> _Qué hacer_
Cuenta las líneas de los ítems que contienen la palabra "brown" y escribe solo el número.

> _Material dado_
****************

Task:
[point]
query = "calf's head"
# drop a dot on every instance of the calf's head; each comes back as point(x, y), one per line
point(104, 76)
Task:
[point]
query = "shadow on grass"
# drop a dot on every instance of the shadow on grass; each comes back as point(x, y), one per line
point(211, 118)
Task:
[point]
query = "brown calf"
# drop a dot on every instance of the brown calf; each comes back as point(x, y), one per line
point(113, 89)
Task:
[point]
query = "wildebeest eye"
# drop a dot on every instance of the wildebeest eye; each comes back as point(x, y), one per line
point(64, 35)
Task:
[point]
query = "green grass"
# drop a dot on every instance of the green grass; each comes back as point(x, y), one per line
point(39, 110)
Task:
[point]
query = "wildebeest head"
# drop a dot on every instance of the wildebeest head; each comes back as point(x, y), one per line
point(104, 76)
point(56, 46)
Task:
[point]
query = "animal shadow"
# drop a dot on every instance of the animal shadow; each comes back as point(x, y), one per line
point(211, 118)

****************

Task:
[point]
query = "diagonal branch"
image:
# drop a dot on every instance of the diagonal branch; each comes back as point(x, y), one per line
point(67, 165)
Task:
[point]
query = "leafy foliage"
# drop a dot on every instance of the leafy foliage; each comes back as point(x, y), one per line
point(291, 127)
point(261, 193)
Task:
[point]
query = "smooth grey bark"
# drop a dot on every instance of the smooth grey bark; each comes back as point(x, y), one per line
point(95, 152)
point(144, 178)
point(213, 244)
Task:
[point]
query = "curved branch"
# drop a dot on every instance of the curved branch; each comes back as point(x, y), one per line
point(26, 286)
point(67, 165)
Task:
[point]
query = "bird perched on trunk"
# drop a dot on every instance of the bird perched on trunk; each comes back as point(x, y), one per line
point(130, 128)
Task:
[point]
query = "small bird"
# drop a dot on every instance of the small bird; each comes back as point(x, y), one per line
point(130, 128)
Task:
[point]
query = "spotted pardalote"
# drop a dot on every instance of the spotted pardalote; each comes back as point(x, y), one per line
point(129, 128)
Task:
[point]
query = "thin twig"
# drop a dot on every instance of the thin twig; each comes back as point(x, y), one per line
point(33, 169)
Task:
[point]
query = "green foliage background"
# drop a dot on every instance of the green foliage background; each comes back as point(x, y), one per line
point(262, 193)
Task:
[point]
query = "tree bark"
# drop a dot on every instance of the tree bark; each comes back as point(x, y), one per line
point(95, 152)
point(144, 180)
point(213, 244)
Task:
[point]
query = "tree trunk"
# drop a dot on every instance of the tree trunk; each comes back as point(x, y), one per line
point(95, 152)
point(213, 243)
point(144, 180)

****************

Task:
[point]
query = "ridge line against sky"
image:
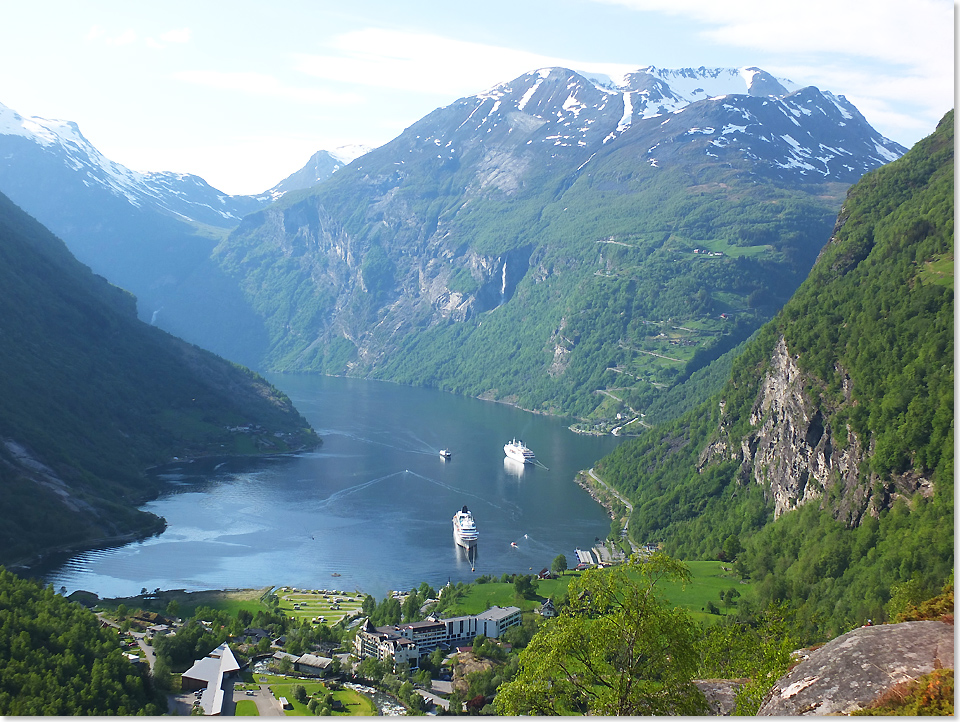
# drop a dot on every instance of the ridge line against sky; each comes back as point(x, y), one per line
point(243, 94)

****************

> _Respuesta_
2